Is it not rather that time does not elapse everywhere at he same speed, simply put?

Based on this, of course, measuring it becomes difficult.

It's akin to measuring gravity. You can — for a specific point in space and time. (Time is even worse, since it is specific to a given _trajectory_ in space)

But I have no idea what Im talking about.

It's identical to measuring gravity. In relativity, acceleration and gravity are indistinguishable, and it's acceleration which breaks the paradoxical symmetry that gives the name to the twins paradox.
>Timelock puzzles and blockchain are imo hacky solutions to one of the most important outstanding problems in cryptography: securely and trustlessly agreeing on elapsed time.

Digital cryptography will always being a cat and mouse. DES, RSA, Elliptic curve... With intro of quantum computing, it will just fasten up the pace. Some government has start experimenting with quantum entanglement (https://apnews.com/article/china-google-justice-department-6...)

----------

- INSTRUCTIONS FOR THE TASK -
Can you carry on the discussion above about measuring elapsed time and cryptography, picking up after its last sentence?

- DATA PROVIDED -

----------

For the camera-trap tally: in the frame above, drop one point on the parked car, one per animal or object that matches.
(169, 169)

----------

- OUTPUT FOR THIS EXERCISE -
It is all about your threat model. Even that I'm sure someday some smart guy will also figure out how to figure out how to beat that.

On human scale, is this a real problem? Consensus gives us the ability to measure elapsed time with a high probability. It seems kind of analogous how fundamental particles are probability fields. That means that in theory a baseball could teleport. But because a baseball is big spontaneous teleportation is not a real concern for anyone.